Restate the entries below verbatim.

● **Region annotation entries**
* * * * *

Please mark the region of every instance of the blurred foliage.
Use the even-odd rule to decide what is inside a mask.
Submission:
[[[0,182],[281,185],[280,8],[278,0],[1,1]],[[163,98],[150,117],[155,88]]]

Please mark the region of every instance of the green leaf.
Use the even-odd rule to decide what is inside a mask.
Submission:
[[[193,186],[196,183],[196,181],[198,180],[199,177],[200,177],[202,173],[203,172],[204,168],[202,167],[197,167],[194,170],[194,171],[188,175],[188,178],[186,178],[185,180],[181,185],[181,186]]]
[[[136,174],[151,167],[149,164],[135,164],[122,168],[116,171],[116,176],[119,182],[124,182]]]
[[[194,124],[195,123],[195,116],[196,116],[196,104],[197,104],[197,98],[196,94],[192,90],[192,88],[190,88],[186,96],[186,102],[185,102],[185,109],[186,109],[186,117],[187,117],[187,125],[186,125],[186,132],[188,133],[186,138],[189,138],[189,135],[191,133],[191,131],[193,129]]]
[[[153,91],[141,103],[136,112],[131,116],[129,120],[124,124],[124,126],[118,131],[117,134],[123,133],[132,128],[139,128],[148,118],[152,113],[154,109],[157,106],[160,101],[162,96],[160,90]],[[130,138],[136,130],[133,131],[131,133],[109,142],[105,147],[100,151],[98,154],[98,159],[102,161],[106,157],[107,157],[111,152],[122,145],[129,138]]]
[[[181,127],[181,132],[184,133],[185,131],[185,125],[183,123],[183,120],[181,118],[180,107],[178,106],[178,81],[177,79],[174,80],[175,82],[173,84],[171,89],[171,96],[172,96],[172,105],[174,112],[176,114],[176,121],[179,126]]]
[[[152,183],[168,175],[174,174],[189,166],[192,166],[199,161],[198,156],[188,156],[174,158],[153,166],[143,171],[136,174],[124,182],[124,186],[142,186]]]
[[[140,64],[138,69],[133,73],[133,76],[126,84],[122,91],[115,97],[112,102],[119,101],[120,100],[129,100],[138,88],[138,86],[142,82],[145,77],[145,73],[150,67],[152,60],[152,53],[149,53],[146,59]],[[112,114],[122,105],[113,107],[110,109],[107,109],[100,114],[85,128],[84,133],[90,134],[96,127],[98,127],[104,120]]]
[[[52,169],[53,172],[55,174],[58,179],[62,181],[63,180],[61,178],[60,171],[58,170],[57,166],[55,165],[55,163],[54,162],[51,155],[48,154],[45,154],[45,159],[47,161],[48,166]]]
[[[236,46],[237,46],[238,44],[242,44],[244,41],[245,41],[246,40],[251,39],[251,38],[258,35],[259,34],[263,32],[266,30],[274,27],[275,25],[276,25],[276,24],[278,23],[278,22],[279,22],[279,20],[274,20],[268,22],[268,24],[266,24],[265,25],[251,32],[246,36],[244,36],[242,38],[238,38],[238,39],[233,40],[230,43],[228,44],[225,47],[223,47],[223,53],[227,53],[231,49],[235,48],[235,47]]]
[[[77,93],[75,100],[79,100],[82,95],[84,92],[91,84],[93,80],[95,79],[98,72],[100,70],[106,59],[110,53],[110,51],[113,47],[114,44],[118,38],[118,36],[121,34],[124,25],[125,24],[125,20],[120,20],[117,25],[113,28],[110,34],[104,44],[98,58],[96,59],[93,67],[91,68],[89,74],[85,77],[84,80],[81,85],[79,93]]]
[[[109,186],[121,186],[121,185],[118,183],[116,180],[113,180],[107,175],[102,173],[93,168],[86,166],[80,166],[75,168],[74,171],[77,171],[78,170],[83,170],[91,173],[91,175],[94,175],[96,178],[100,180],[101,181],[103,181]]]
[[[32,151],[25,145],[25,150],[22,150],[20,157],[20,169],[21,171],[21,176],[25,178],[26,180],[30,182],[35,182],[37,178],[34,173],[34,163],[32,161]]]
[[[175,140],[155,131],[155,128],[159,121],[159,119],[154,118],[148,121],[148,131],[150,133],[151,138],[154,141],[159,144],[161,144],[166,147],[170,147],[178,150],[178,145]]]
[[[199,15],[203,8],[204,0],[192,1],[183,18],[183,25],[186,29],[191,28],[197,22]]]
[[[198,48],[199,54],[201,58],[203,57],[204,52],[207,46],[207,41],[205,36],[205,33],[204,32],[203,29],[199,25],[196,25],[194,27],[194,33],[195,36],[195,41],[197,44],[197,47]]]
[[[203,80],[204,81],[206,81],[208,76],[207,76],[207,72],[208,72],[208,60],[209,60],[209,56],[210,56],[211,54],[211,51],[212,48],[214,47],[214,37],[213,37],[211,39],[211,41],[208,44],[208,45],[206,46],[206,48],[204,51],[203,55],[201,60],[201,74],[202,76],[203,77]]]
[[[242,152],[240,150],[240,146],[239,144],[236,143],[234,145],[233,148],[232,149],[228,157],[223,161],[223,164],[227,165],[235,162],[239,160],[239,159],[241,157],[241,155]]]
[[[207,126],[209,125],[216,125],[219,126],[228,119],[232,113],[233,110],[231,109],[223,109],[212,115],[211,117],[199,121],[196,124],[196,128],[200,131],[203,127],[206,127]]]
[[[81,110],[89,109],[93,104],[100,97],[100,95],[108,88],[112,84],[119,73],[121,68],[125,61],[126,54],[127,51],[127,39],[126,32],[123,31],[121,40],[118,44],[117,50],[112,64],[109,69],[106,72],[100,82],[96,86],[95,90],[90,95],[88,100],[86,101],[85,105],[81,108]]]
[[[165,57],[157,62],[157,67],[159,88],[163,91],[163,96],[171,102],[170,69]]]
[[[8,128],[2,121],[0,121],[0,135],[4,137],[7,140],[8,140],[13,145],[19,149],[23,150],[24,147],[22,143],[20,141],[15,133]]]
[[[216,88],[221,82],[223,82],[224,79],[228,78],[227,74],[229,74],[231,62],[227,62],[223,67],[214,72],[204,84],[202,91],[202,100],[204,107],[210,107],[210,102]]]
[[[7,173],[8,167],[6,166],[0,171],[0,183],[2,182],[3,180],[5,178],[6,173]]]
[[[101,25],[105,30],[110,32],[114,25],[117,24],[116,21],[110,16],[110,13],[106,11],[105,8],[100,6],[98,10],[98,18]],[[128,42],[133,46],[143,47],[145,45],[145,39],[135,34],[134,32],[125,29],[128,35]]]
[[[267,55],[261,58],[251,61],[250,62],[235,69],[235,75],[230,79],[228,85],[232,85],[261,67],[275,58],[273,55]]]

* * * * *

● **Answer to the task**
Please mark the region of every instance of the blurred foliage.
Use the even-odd rule to decide what is inside a mask.
Submission:
[[[0,182],[281,185],[280,8],[278,0],[1,1]],[[163,98],[150,117],[155,88]]]

Please mark the region of every instance of the green leaf.
Use the even-odd rule to decide what is inside a mask.
Submission:
[[[193,186],[196,183],[196,181],[198,180],[199,177],[200,177],[202,173],[203,172],[204,168],[202,167],[197,167],[194,170],[194,171],[188,175],[188,178],[186,178],[185,180],[181,185],[181,186]]]
[[[136,174],[151,167],[149,164],[135,164],[122,168],[116,171],[116,176],[119,182],[124,182]]]
[[[194,124],[195,123],[195,116],[196,116],[196,104],[197,104],[197,98],[196,94],[192,90],[192,88],[190,88],[186,96],[186,102],[185,102],[185,109],[186,109],[186,117],[187,117],[187,125],[186,125],[186,132],[188,133],[186,138],[189,138],[189,135],[191,133],[191,131],[193,129]]]
[[[153,91],[141,103],[136,112],[131,116],[129,120],[124,124],[124,126],[118,131],[117,134],[123,133],[132,128],[139,128],[148,118],[152,113],[154,109],[157,106],[160,101],[162,96],[160,90]],[[130,138],[136,130],[133,131],[131,133],[109,142],[105,147],[100,151],[98,154],[98,159],[102,161],[106,157],[107,157],[111,152],[122,145],[129,138]]]
[[[181,127],[181,132],[184,133],[185,131],[185,125],[183,123],[183,120],[181,118],[180,107],[178,106],[178,81],[177,79],[174,80],[175,82],[173,84],[171,89],[171,96],[172,96],[172,105],[174,112],[176,114],[176,121],[179,126]]]
[[[152,183],[168,175],[174,174],[189,166],[192,166],[199,161],[198,156],[188,156],[174,158],[153,166],[143,171],[136,174],[124,182],[124,186],[142,186]]]
[[[140,64],[138,69],[133,73],[133,76],[126,84],[122,91],[115,97],[112,102],[119,101],[120,100],[129,100],[138,88],[138,86],[142,82],[145,77],[145,73],[150,67],[152,60],[152,53],[149,53],[146,59]],[[112,114],[122,105],[113,107],[110,109],[107,109],[100,114],[85,128],[84,133],[90,134],[96,127],[98,127],[104,120]]]
[[[52,169],[53,172],[55,174],[58,179],[62,181],[63,180],[61,178],[60,171],[58,170],[57,166],[55,165],[55,163],[54,162],[51,155],[48,154],[45,154],[45,159],[47,161],[48,166]]]
[[[236,46],[237,46],[238,44],[242,44],[244,41],[245,41],[246,40],[251,39],[251,38],[258,35],[259,34],[263,32],[266,30],[274,27],[275,25],[276,25],[276,24],[278,23],[278,22],[279,22],[279,20],[274,20],[268,22],[268,24],[266,24],[265,25],[251,32],[246,36],[244,36],[242,38],[238,38],[238,39],[233,40],[230,43],[228,44],[225,47],[223,47],[223,53],[227,53],[231,49],[235,48],[235,47]]]
[[[77,93],[75,100],[79,100],[82,95],[84,92],[91,84],[93,80],[95,79],[98,72],[100,70],[106,59],[110,53],[110,51],[113,47],[114,44],[118,38],[118,36],[121,34],[124,25],[125,24],[125,20],[120,20],[117,25],[113,28],[110,34],[104,44],[98,58],[96,59],[93,67],[91,68],[89,74],[85,77],[84,80],[81,85],[79,93]]]
[[[109,186],[121,186],[121,185],[118,183],[116,180],[113,180],[107,175],[102,173],[93,168],[86,166],[80,166],[75,168],[74,171],[77,171],[78,170],[83,170],[91,173],[91,175],[94,175],[96,178],[100,180],[101,181],[103,181]]]
[[[32,151],[25,145],[25,150],[22,150],[20,157],[20,169],[21,171],[21,176],[25,178],[26,180],[30,182],[35,182],[37,178],[34,173],[34,163],[32,161]]]
[[[175,140],[155,131],[155,128],[159,121],[159,119],[154,118],[148,121],[148,131],[150,133],[151,138],[154,141],[159,144],[161,144],[166,147],[170,147],[178,150],[178,145]]]
[[[199,15],[203,8],[204,0],[192,1],[183,18],[183,25],[186,29],[191,28],[197,22]]]
[[[198,48],[199,54],[201,58],[203,57],[204,52],[207,46],[207,41],[205,36],[205,33],[204,32],[203,29],[199,25],[196,25],[194,27],[194,33],[195,36],[195,41],[197,44],[197,47]]]
[[[203,80],[204,81],[206,81],[208,76],[207,76],[207,72],[208,72],[208,60],[209,60],[209,56],[210,56],[211,54],[211,51],[212,48],[214,47],[214,37],[213,37],[211,39],[211,41],[208,44],[208,45],[206,46],[206,48],[204,51],[203,55],[201,60],[201,74],[202,76],[203,77]]]
[[[242,152],[240,150],[240,146],[239,144],[236,143],[234,145],[233,148],[232,149],[228,157],[223,161],[223,164],[227,165],[235,162],[239,160],[239,159],[241,157],[241,155]]]
[[[207,126],[209,125],[216,125],[219,126],[228,119],[232,113],[233,110],[231,109],[223,109],[212,115],[211,117],[199,121],[196,124],[196,128],[200,131],[203,127],[206,127]]]
[[[81,110],[89,109],[93,104],[100,97],[100,95],[108,88],[112,84],[119,73],[121,68],[125,61],[126,54],[127,51],[127,39],[126,32],[123,31],[121,40],[118,44],[117,50],[112,64],[109,69],[106,72],[100,82],[96,86],[95,90],[90,95],[88,100],[86,101],[85,105],[81,108]]]
[[[165,57],[157,62],[157,67],[159,88],[163,91],[163,96],[171,102],[170,69]]]
[[[8,128],[2,121],[0,121],[0,135],[4,137],[7,140],[8,140],[13,145],[19,149],[23,150],[24,147],[22,143],[20,141],[15,133]]]
[[[216,88],[221,82],[223,82],[224,79],[228,78],[227,74],[229,74],[231,62],[227,62],[223,67],[214,72],[204,84],[202,91],[202,100],[204,107],[210,107],[210,102]]]
[[[7,173],[8,167],[6,166],[0,171],[0,183],[2,182],[3,180],[5,178],[6,173]]]
[[[101,25],[105,30],[110,32],[114,25],[117,24],[116,21],[110,16],[110,13],[106,11],[105,8],[100,6],[98,10],[98,18]],[[128,42],[133,46],[143,47],[145,45],[145,39],[135,34],[134,32],[125,29],[128,35]]]
[[[267,55],[261,58],[251,61],[250,62],[235,69],[235,75],[230,79],[228,85],[232,85],[261,67],[275,58],[273,55]]]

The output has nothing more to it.